■ **Work request 1**
According to the passage on open questions in neuroscience, who first clearly stated that an idea is represented by the activity of a whole ensemble of cells, and in what year?
■ **Work request 2**
Continue the passage on open questions in neuroscience from its final sentence.

■ **Source extract**
One of the unsettled issues is referred to as the encoding problem. Neurons communicate via "spikes," or action potentials. A brief electrical discharge propagates down the axon; when it reaches a synapse, where the axon contacts a dendrite of another cell, the spike causes a discharge of neurotransmitter molecules. The basic physics and physiology of action potentials have been understood since the 1950s. What remains unclear is how information is encoded in the sequence of spikes. Although a spike is a discrete event, the code is not a digital one, with individual spikes representing 1s and 0s. The simplest hypothesis is that neurons employ a rate code, where the average number of spikes per second indicates the strength of a signal. That is the default assumption in many computational models of brain activity. However, there are cases where the timing of individual spikes seems to be important. Sometimes the first spike to arrive takes precedence over all others, or simultaneous spikes may have a different effect than sequential ones. Thus even if we could record all the spiking activity of a set of neurons, we might not be able to decipher the messages.

Learning and memory also remain mysterious. There is a near consensus that memory depends on "synaptic plasticity." When you learn a new fact, it is committed to long-term memory by altering the conductance of synapses somewhere in the brain, thereby either strengthening or weakening the connections between selected neurons. But which neurons, and how are they selected? Some memories can last a lifetime – I learned the hokey-pokey more than 60 years ago, and it's all still there in my head – so the altered synapses must somehow be protected from further change.

The organization of memory at a higher level of abstraction presents difficulties of another kind – not a lack of good ideas but a surfeit of them.

One scheme for information storage would allocate a single neuron to each learned concept; recalling that concept is then just a matter of activating the right cell. This notion was crystallized 50 years ago in the phrase grandmother cell  the hypothetical neuron that responds to all things grandmotherly and to nothing else. The idea was never taken seriously. All the schemes now under consideration would represent an idea in the activity of a whole ensemble of cells, probably thousands of them. The first clear statement of this idea was formulated in 1949 by Donald O. Hebb, who named the ensembles cell assemblies. A sensory stimulus might activate a subset of the neurons in a cell assembly, and the internal connections among the cells would then ignite the rest and sustain activity in all of them.

■ **Entries supplied**
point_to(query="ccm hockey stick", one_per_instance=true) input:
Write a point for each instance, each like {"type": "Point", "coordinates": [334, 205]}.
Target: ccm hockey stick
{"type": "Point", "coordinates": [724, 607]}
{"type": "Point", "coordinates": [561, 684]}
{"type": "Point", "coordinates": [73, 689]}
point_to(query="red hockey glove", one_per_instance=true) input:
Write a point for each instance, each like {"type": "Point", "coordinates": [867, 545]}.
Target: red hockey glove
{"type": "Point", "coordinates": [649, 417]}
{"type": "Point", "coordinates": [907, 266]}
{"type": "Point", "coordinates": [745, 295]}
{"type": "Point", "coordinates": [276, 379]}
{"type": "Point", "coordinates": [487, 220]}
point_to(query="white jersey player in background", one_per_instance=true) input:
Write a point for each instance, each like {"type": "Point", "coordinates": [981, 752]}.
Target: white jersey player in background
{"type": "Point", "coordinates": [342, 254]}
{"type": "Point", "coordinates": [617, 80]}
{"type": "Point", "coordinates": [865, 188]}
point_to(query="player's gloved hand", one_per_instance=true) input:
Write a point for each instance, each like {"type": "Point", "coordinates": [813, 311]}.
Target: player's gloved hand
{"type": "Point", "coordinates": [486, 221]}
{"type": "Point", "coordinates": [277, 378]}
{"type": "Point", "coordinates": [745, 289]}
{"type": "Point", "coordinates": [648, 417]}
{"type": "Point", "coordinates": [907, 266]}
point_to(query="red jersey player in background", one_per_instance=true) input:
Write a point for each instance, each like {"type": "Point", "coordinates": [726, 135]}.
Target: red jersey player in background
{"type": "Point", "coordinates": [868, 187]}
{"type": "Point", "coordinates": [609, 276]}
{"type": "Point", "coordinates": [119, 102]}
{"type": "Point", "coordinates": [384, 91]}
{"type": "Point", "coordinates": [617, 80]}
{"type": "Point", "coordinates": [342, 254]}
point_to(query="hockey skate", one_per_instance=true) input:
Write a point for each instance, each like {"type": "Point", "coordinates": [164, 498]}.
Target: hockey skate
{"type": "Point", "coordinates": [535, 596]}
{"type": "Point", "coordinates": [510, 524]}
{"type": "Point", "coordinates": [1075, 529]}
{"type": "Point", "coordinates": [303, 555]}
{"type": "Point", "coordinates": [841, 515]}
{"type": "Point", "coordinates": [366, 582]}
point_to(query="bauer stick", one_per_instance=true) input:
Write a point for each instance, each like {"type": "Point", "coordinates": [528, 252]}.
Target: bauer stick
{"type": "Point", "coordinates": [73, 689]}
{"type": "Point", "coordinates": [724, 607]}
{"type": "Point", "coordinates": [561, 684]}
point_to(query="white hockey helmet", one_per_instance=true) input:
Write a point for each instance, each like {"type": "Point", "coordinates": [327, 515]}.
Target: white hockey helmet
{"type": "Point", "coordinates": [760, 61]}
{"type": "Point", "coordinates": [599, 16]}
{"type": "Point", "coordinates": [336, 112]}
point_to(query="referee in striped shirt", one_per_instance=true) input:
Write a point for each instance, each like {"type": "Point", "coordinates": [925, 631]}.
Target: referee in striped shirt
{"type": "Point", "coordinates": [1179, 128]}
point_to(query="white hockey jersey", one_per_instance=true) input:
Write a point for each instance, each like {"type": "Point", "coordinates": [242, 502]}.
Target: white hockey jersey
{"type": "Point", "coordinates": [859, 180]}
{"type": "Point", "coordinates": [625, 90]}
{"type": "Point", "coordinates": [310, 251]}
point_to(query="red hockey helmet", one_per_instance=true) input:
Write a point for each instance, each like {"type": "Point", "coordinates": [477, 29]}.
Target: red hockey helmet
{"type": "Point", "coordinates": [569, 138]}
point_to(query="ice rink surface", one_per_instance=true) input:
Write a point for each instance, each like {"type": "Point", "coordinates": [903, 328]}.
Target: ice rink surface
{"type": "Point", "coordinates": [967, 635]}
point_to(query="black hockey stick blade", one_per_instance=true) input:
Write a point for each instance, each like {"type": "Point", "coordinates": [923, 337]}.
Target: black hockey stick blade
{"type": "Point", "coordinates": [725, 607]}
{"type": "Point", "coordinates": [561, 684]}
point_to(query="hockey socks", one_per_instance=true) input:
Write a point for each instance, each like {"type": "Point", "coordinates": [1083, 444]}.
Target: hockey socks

■ **Reply 1**
Donald O. Hebb, in 1949.

■ **Reply 2**
In the 1980s, another kind of ensemble model came along, based on the physics and mathematics of dynamical systems. John Hopfield, now of Princeton University, noted that many different patterns of activity in a large collection of neurons could all evolve to the same stable state (or perhaps a repeating sequence of states), called an attractor. Other patterns of activation in the same set of neurons would converge on different attractors. It is the attractors that represent memories. Kanerva's ideas on sparse distributed memory also emerged in the 1980s, and offer a third possible way of storing information in large ensembles of neurons.

Mechanisms for representing and transmitting information lie at the root of brain science, so vagueness about how these tasks are accomplished seems like a severe handicap. It's like trying to make progress in molecular biology without knowledge of DNA or the genetic code. No doubt every neuroscientist would be delighted to see the encoding and memory problems resolved; but in the meantime, the various theories and speculations live on under a doctrine of peaceful coexistence. I am reminded of what John Keats, the Romantic poet, called "negative capability": the patience to tolerate ongoing doubt and uncertainty, rather than insisting on a commitment to one hypothesis or another even when there's no clear basis for the choice. Keats considered it a virtue.

I am also reminded of a wry observation of uncertain provenance (the neuroscientist Gÿorgy Buzsáki attributes it to someone named Ken Hill): "If the brain were simple enough for us to understand it, we would be too simple to understand it."